━━━━━ Stored data ━━━━━
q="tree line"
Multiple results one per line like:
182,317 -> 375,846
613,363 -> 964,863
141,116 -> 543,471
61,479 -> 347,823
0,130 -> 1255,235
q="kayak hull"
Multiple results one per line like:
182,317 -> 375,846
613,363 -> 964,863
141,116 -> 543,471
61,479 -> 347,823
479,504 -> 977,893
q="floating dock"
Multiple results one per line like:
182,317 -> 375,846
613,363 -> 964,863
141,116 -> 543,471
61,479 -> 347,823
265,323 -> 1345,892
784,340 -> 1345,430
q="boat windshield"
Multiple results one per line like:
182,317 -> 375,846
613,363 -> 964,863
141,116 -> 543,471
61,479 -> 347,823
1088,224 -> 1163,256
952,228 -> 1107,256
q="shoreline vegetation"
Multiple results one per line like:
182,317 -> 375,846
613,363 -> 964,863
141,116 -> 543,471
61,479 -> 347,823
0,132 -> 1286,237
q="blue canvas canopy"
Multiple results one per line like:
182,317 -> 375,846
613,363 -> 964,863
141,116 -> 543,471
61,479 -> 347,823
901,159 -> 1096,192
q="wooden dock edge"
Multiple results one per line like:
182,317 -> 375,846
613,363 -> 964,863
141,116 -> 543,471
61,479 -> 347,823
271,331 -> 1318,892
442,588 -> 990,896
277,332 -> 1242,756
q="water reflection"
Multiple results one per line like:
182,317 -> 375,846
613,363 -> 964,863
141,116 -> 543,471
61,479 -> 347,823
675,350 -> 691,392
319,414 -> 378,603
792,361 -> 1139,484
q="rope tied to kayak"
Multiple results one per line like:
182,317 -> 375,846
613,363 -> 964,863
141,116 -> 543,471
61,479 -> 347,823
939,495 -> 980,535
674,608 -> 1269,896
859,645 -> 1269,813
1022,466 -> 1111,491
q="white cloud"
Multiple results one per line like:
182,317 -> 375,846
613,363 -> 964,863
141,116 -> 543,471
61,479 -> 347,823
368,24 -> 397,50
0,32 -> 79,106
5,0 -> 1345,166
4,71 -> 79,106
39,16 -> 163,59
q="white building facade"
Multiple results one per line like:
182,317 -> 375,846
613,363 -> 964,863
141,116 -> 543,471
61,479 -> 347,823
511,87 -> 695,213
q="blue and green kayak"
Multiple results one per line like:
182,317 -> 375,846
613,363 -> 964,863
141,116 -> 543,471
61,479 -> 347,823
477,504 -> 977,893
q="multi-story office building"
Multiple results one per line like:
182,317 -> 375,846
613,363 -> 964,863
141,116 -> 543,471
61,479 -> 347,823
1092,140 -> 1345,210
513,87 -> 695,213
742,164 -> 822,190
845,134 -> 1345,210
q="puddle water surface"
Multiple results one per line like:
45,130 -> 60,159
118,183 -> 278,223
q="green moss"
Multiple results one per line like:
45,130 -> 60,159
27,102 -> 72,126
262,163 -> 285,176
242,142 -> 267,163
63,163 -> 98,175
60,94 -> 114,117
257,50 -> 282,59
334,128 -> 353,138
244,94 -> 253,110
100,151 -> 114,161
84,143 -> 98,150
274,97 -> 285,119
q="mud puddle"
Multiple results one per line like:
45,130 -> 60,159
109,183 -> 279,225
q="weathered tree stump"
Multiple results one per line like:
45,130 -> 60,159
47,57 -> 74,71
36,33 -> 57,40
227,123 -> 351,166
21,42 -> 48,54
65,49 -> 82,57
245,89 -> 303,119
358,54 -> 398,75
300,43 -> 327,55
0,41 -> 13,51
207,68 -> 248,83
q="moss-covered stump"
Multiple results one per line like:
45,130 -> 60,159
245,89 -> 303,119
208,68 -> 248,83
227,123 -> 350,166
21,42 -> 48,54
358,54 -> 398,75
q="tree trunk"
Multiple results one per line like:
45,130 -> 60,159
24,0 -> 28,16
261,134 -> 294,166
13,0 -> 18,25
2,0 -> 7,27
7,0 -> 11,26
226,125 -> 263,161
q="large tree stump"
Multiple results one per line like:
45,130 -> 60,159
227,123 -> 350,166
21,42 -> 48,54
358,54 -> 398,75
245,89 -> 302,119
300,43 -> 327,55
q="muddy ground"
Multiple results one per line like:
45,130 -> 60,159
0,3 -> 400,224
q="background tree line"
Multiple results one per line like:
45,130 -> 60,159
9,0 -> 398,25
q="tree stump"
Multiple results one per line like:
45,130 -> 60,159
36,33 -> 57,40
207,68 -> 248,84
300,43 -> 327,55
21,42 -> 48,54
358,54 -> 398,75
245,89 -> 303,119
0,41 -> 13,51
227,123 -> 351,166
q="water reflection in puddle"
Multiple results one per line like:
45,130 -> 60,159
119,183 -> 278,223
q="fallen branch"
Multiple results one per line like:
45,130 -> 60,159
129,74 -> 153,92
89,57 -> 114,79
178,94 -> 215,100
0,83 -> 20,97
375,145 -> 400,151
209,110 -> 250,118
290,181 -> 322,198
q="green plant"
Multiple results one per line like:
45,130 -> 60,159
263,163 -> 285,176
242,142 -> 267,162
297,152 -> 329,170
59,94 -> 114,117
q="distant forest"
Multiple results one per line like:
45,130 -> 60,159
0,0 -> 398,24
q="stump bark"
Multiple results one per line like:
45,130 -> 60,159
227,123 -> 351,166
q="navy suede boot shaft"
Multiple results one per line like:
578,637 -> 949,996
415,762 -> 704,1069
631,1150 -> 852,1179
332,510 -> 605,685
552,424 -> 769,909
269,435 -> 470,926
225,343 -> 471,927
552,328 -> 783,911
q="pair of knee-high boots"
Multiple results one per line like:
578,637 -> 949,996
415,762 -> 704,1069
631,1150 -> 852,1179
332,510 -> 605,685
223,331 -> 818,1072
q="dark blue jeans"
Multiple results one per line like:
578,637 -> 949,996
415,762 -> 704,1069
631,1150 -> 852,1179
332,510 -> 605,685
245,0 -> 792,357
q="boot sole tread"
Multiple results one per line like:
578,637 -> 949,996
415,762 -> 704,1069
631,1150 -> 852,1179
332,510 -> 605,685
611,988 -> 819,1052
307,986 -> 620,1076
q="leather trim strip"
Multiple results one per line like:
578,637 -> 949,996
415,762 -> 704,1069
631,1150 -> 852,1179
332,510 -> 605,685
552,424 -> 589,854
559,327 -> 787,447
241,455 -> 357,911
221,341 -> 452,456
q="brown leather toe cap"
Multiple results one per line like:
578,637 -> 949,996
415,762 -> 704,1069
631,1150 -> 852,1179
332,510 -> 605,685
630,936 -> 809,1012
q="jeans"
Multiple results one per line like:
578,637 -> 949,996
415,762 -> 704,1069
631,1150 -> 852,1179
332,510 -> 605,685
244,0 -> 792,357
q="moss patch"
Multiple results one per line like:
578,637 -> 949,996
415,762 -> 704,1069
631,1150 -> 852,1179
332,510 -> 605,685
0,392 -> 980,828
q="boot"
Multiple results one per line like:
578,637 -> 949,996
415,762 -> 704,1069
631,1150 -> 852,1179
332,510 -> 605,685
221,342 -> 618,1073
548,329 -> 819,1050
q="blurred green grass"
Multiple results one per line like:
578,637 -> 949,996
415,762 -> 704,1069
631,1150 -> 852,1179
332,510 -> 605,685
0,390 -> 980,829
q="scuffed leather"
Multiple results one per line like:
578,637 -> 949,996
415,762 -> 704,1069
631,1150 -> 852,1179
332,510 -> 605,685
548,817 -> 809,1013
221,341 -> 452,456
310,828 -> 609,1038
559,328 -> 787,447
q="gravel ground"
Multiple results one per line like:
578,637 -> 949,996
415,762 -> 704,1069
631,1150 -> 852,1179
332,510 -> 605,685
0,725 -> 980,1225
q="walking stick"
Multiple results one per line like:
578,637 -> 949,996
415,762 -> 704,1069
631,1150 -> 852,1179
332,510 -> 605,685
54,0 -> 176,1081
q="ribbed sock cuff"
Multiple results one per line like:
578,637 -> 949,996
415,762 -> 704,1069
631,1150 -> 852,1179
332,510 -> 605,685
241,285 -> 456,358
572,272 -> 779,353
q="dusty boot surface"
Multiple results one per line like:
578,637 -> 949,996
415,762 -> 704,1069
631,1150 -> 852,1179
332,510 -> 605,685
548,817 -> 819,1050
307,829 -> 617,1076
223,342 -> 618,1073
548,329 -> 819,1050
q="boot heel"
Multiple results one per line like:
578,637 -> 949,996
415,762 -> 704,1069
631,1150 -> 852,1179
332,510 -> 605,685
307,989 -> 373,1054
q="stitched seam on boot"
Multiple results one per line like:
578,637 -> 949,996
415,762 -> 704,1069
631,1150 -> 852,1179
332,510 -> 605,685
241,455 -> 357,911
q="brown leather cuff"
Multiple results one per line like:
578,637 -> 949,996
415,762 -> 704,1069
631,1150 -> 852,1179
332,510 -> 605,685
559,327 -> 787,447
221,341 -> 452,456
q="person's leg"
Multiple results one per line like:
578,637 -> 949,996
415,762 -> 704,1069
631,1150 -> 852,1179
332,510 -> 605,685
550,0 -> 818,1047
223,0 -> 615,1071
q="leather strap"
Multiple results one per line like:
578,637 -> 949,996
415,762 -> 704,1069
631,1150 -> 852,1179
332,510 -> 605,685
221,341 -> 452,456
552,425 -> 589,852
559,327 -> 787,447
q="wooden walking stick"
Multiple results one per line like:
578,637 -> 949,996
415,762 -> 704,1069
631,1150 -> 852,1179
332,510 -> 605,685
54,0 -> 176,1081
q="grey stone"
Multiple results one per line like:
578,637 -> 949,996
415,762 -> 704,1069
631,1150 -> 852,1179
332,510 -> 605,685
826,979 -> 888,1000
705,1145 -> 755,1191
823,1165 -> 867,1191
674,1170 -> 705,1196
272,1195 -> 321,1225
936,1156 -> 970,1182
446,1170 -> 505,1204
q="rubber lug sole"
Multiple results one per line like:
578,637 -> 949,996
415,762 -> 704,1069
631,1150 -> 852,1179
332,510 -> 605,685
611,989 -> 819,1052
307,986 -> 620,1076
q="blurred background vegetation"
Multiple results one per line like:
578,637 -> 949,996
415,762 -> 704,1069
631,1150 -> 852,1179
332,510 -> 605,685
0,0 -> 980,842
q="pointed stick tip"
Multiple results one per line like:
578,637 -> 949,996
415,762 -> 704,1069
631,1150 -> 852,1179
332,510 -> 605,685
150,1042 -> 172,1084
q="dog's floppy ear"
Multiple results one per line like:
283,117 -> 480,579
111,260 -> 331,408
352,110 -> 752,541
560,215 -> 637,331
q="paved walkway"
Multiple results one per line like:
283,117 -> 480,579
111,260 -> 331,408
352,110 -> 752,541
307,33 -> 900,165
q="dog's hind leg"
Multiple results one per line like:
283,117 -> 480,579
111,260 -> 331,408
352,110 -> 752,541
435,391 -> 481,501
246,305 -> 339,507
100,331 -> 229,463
━━━━━
Request
Copy the data from the start through the line containing "479,504 -> 977,893", both ends included, with no changes.

Reply
q="tree line"
Multiple results one per line like:
182,317 -> 375,846
613,363 -> 964,863
141,116 -> 543,471
61,479 -> 347,823
0,130 -> 1255,235
q="kayak hull"
Multiple results one per line like:
182,317 -> 375,846
613,363 -> 964,863
141,116 -> 543,471
61,479 -> 347,823
479,504 -> 977,893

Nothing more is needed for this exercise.